*抜粋本文*:
-=-=-=-=-
文春オンライン / 2024年12月29日 17時10分

「暴力団の親分と直談判して」新宿の“劇場乗っ取り計画”を阻止…過激な団体を結成した「伝説のテキヤ」尾津喜之助が“鬼熊”と呼ばれたワケ

写真はイメージ ©アフロ

〈 19歳で対立する組長の暗殺を計画、20歳で芸者と“駆け落ち”…「伝説のアウトロー」尾津喜之助が歩んだ波乱万丈すぎる道のり 〉から続く

 戦後新宿の闇市でいち早く頭角を現し、焦土の東京に君臨した“伝説のテキヤ”尾津喜之助。アウトローな人生を歩んでいた彼は、どのようにして「街の商工大臣」と称されるようになったのか?

 ここでは、ノンフィクション作家のフリート横田氏が、尾津喜之助の破天荒な生涯を綴った『 新宿をつくった男 戦後闇市の王・尾津喜之助と昭和裏面史 』(毎日新聞出版)より一部を抜粋・再構成して紹介する(全4回の3回目/ 4回目 に続く)

◆◆◆

新宿でうなぎ屋を開店するが、昔の悪い仲間が出入りするように

 大きな資金を得た尾津は、露店ではなく、ついに実店舗を新宿に買ってうなぎ屋を開店する。これを機に、露店商から足を洗おう。そう決めると、板前を3人も雇い入れ、自分でもうなぎをさばこうとねじり鉢巻きをしめた。

 震災余波の不景気で日々お茶をひいているばかりの中野新橋の元芸者も給仕係として入れてみた。するとまたも、面白いように、客がするすると入りはじめたのだった。

 震災前後に始めた商売は、こうして全てが成功。表情のゆらぎはおさまり、商売人の「いい顔」ができるようになった。その矢先……月に叢雲花に風(つきにむらくもはなにかぜ)。

 流行れば流行るほど、歓迎しない者がしだいに寄りついてくるようになってきた。昔の悪い仲間が評判を聞きつけ、「おう兄弟」などとヘラヘラ店へ顔を出しにくるようになってしまったのだ。

「こんな、犬みたいなやつらと付き合うのはもういやだ!」

 ただ飯を食らい、ただ酒を飲む。しばらくは昔のよしみで許していたが、そうなると余計に調子にのって、しだいに酔って客にちょっかいを出す者も出てきた。あるとき客になんくせをつけだした男を目にしたとき、持前の癇癪玉(かんしゃくだま)、久々の大爆発。

「こんな、犬みたいなやつらと付き合うのはもういやだ!」

 尾津は、新しい鉢巻きを放り投げ、襟首をひっつかんで男らもオモテへ放り出し、散々にたたきのめしてしまった。数日後、その子分らがお返しにやってきたが、鬱憤を晴らすように返り討ちにし、新宿の往来で、大立ち回りを見せつけてしまった。

 いつの時代も、いざこざの起こりそうな面倒な店に客は寄り付かないもの。あっという間に傾いていく店。これで尾津は商売がいやになり、結局、店をたたんだ。

 ゆらゆらゆれていた商人の顔が遠くへ去り、鬼が寄る。一転、荒んだ生活へと入っていこうとする尾津を、人はこう呼んだ。「新宿の鬼熊」。
-=-=-=-=-
*表示データ*:
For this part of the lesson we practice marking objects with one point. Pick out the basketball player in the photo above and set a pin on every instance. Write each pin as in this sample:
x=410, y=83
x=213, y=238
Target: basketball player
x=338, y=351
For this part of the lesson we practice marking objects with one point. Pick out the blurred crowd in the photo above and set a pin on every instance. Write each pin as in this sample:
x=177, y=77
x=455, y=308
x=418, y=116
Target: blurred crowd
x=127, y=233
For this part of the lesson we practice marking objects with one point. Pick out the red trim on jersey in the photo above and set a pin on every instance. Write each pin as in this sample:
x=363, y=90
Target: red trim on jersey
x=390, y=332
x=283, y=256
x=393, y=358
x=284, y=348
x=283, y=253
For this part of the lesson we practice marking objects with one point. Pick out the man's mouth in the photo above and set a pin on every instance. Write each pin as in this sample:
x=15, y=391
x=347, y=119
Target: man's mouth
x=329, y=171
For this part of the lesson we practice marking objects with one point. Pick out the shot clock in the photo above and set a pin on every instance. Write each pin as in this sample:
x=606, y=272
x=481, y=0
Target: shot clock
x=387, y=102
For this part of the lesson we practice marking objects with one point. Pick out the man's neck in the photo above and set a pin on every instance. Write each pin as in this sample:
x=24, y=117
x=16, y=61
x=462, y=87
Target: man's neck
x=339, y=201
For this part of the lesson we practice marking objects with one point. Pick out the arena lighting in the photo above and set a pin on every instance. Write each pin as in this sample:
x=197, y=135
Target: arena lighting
-=-=-=-=-
*練習問題*:
1 - 尾津喜之助についての抜粋文から、「大きな資金を得た尾津は、露店」で始まり「しゃくだま)、久々の大爆発。」で終わる部分を、一字も変えずに返してもらえますか?
2 - 尾津喜之助についての抜粋文を、最後の文の続きから書き進めてもらえますか?

*解答*:
1 -
大きな資金を得た尾津は、露店ではなく、ついに実店舗を新宿に買ってうなぎ屋を開店する。これを機に、露店商から足を洗おう。そう決めると、板前を3人も雇い入れ、自分でもうなぎをさばこうとねじり鉢巻きをしめた。

 震災余波の不景気で日々お茶をひいているばかりの中野新橋の元芸者も給仕係として入れてみた。するとまたも、面白いように、客がするすると入りはじめたのだった。

 震災前後に始めた商売は、こうして全てが成功。表情のゆらぎはおさまり、商売人の「いい顔」ができるようになった。その矢先……月に叢雲花に風(つきにむらくもはなにかぜ)。

 流行れば流行るほど、歓迎しない者がしだいに寄りついてくるようになってきた。昔の悪い仲間が評判を聞きつけ、「おう兄弟」などとヘラヘラ店へ顔を出しにくるようになってしまったのだ。

「こんな、犬みたいなやつらと付き合うのはもういやだ!」

 ただ飯を食らい、ただ酒を飲む。しばらくは昔のよしみで許していたが、そうなると余計に調子にのって、しだいに酔って客にちょっかいを出す者も出てきた。あるとき客になんくせをつけだした男を目にしたとき、持前の癇癪玉(かんしゃくだま)、久々の大爆発。

2 -
 自分の商売へのセンス、機転には自信があったのに。料理の心得も知識も付けたのに。20代半ばを超え、時代は大正が終わろうとするころ。尾津はまた商人から離れた。気分は日々、荒んでいった。

やくざの顔で新宿の街をうろつき、紛争の仲裁にかかわるように…

 鬼熊の異名をとって、ふたたび舎弟分を引き連れて新宿の街をうろつくうち、紛争の調停が早くも持ち込まれてくる。言うまでもなく、尾津のその身から、また子分たちから、噴き上がっている示威力を期待されてのこと。

 たとえば、劇場乗っ取り計画の解決。震災の焼け跡に劇場の建設予定があり、賭場を開いていた右翼団体のリーダーが我が物にしようと企んでいた。子分も抱えており、完全なる暴力団の親分である。尾津は劇場側に依頼され、単身乗り込んで親分方と談判し、乗っ取りは無事に水に流れた。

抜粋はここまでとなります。